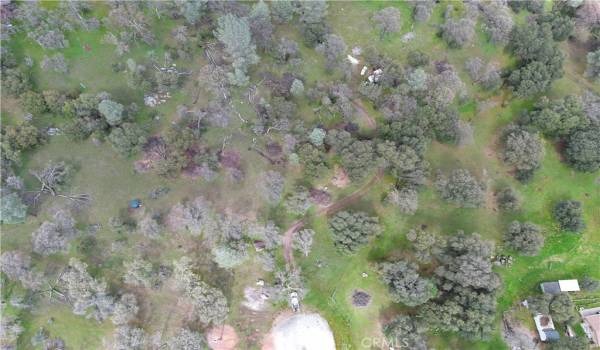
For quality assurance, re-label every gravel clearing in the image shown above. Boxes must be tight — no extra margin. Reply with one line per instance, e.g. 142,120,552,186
263,313,335,350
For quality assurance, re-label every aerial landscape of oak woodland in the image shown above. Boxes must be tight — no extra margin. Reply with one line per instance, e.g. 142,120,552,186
1,0,599,349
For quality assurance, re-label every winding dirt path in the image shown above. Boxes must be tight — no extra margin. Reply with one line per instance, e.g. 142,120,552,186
282,169,384,268
352,99,377,130
282,98,381,267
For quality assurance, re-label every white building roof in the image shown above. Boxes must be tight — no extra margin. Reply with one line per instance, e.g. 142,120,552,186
534,314,560,342
559,280,580,292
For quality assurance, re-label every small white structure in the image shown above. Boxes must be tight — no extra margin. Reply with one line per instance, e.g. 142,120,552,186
368,68,384,83
144,95,159,107
534,314,560,342
369,68,383,82
144,92,171,107
46,127,61,136
541,279,581,294
352,46,362,56
360,66,368,76
559,279,581,292
290,292,299,312
347,54,359,65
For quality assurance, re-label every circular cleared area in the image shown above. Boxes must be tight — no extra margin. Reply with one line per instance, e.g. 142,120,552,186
266,313,335,350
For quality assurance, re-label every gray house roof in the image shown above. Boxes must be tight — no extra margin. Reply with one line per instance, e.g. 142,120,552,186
540,282,561,295
543,329,560,342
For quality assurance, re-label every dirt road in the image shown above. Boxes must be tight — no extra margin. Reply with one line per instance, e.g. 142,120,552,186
282,168,384,268
352,99,377,129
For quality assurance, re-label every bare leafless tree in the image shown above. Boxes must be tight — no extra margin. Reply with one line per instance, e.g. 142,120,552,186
28,161,90,204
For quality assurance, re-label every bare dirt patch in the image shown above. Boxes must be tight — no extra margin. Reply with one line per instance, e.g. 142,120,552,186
206,325,239,350
331,165,350,188
242,286,270,311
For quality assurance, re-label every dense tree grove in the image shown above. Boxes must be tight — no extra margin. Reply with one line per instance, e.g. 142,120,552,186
501,124,545,182
372,7,402,39
480,2,514,45
60,258,114,322
20,91,47,116
383,315,428,350
326,130,378,181
259,170,284,204
211,242,248,269
112,325,146,350
298,0,329,47
1,122,42,162
0,192,28,224
292,228,315,257
0,251,42,290
435,169,485,208
41,53,69,73
507,21,564,97
527,95,588,137
503,221,544,256
328,211,380,254
549,293,579,325
123,257,155,288
284,186,312,216
441,11,475,48
553,200,586,233
564,125,600,172
581,276,600,292
316,34,347,72
108,123,147,157
168,196,218,237
420,232,500,340
465,57,501,91
386,187,419,215
586,49,600,82
413,0,434,22
406,227,437,264
172,256,229,326
214,14,259,86
111,293,138,326
167,328,206,350
379,260,437,306
249,1,274,52
98,99,125,126
377,141,429,187
31,210,78,256
496,186,522,211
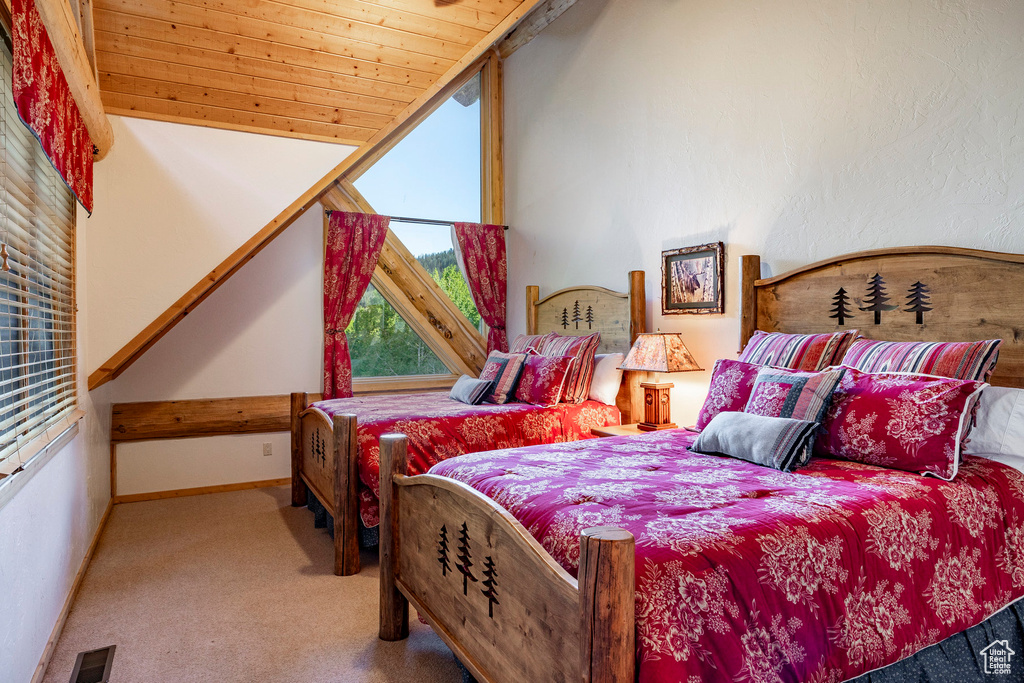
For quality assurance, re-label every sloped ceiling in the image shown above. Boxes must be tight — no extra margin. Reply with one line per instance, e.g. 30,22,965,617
93,0,527,144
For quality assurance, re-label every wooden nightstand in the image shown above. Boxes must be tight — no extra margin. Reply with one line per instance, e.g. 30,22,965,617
591,424,647,438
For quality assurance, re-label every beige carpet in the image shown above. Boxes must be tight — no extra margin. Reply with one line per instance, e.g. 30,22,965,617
42,486,461,683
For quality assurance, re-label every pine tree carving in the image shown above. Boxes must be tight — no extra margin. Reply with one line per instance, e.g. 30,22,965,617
560,307,569,329
481,556,499,618
905,281,932,324
572,301,582,329
860,274,898,325
455,522,477,595
829,287,854,326
437,525,452,577
585,305,594,330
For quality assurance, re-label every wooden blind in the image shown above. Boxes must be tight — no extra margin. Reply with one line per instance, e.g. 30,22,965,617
0,35,78,479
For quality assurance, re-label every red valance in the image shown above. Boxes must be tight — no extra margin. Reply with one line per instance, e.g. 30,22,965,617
12,0,94,213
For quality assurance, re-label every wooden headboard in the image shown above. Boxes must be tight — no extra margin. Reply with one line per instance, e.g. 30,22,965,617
526,271,646,420
740,246,1024,387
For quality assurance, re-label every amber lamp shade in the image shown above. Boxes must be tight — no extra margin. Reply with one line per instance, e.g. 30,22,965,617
619,333,703,431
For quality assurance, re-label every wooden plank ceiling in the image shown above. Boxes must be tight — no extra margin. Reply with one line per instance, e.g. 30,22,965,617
93,0,527,144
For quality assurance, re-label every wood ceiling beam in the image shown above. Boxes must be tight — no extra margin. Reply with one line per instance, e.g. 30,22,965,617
497,0,577,59
88,0,538,389
35,0,115,159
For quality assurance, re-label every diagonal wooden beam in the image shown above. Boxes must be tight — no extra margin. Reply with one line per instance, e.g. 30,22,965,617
87,2,539,390
496,0,578,59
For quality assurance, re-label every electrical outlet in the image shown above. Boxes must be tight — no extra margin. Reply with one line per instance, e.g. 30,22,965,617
262,442,272,457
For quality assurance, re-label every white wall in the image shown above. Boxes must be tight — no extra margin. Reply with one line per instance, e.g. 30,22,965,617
84,117,351,496
505,0,1024,425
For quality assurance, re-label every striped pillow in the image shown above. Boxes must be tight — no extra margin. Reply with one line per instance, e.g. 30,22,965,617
510,332,556,353
745,367,846,424
691,412,819,472
840,339,1002,381
739,330,859,371
479,351,528,404
540,332,601,403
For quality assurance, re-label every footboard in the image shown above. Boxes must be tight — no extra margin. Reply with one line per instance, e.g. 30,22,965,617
291,391,361,576
378,434,635,683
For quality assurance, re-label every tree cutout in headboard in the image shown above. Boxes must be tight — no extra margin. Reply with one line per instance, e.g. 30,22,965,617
905,282,932,325
572,301,582,329
860,274,898,324
585,305,594,330
560,307,569,329
830,288,854,326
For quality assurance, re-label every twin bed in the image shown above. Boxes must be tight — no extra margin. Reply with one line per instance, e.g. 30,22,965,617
373,246,1024,682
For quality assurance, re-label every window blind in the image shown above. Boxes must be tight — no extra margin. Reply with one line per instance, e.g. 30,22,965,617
0,34,78,480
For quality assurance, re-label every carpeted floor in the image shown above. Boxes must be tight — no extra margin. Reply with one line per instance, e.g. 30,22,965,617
42,486,462,683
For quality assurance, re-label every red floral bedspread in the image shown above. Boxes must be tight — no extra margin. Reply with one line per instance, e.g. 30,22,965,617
430,429,1024,682
312,392,619,528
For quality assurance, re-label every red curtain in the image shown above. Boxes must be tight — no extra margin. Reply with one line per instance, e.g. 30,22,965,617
454,223,508,354
12,0,94,213
324,211,390,399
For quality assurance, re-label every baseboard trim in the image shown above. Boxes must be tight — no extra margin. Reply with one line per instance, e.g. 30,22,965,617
113,478,290,504
32,498,114,683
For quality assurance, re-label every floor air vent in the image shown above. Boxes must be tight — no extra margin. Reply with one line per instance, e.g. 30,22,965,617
70,645,115,683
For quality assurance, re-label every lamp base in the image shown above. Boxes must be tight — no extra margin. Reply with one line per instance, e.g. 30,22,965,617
639,381,675,431
637,421,678,432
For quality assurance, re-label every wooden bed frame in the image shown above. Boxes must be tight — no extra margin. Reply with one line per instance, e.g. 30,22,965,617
291,272,647,576
378,246,1024,682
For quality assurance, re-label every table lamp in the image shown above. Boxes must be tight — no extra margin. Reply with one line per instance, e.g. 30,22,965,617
619,333,703,431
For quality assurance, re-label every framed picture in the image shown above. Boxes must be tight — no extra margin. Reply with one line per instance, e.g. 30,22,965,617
662,242,724,315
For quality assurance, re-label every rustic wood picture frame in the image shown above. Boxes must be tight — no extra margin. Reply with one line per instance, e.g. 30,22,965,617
662,241,724,315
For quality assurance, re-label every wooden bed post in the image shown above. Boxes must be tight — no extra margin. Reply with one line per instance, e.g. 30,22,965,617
333,413,360,576
290,392,308,507
379,433,410,641
526,285,539,335
579,526,635,683
739,255,760,354
626,270,646,424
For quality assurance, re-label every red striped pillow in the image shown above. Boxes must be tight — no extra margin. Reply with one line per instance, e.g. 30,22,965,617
479,351,528,404
540,333,601,403
739,330,859,371
510,333,556,353
840,339,1002,381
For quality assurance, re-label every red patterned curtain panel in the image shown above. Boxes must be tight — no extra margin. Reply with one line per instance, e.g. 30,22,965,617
12,0,94,213
323,211,390,399
453,223,508,354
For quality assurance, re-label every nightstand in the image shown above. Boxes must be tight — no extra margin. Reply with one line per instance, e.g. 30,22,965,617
591,424,647,438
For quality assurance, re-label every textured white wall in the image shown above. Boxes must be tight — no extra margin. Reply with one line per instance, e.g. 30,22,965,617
505,0,1024,425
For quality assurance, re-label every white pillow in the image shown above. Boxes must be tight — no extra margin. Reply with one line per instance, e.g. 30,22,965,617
964,386,1024,456
588,353,625,406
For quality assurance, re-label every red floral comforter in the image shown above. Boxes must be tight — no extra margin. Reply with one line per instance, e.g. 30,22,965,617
430,429,1024,682
312,392,619,527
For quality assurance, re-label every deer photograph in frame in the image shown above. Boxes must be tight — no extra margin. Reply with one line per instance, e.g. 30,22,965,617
662,242,724,315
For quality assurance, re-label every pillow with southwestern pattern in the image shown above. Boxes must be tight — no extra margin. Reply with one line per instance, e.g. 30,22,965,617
540,332,601,403
449,375,493,405
840,338,1002,382
738,330,859,371
515,354,575,407
745,366,846,423
694,358,761,430
479,351,528,404
815,367,986,480
690,411,819,472
510,332,557,354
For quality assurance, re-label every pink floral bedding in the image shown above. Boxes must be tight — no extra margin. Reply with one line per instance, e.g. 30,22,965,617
430,429,1024,682
312,392,620,527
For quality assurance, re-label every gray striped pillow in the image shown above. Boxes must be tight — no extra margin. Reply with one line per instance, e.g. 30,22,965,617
690,411,819,471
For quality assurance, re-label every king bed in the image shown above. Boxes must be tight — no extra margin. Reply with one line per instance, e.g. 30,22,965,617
376,246,1024,682
290,271,646,575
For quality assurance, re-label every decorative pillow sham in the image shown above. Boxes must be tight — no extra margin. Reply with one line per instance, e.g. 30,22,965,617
694,359,761,430
509,332,556,354
744,366,846,424
840,338,1002,382
479,351,528,404
691,411,819,472
963,386,1024,456
589,353,625,406
540,332,601,404
449,375,493,405
738,330,859,372
815,367,986,480
515,355,575,407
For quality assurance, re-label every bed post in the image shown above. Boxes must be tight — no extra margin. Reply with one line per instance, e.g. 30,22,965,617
626,270,647,424
378,433,410,641
739,255,761,354
579,526,635,683
526,285,539,335
290,392,308,507
333,413,360,576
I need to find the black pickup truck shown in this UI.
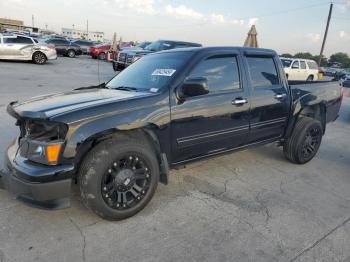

··········

**Aim of the task**
Copy out, unchanged, the span of lines beginning with the one that includes "For quality assurance, re-label every king" and running through the final line of the material above. Leave the pictures out.

**Answer section**
For quality assurance, re-label every king bed in the image shown above. Boxes must be tight — no extra margin. Reply with one line per instance, e.g. 30,22,965,617
376,246,1024,682
290,271,646,575
For quality assurance, re-label every decorative pillow sham in the image shown above. Boxes must be tight — no extra margin. Reply with one line per instance, e.g. 30,22,965,617
694,359,761,430
509,332,556,354
744,366,846,424
840,338,1002,382
479,351,528,404
691,411,819,472
963,386,1024,456
589,353,625,406
540,332,601,404
449,375,493,405
738,330,859,372
815,367,986,480
515,355,575,407
For quality assurance, re-label every bed post in the image shown above. Boxes must be tight — no extra margin. Reply with one line per instance, e.g. 30,22,965,617
626,270,647,424
378,433,410,641
739,255,761,354
579,526,635,683
526,285,539,335
290,392,308,507
333,413,360,576
I need to find the black pickup truck shown in this UI.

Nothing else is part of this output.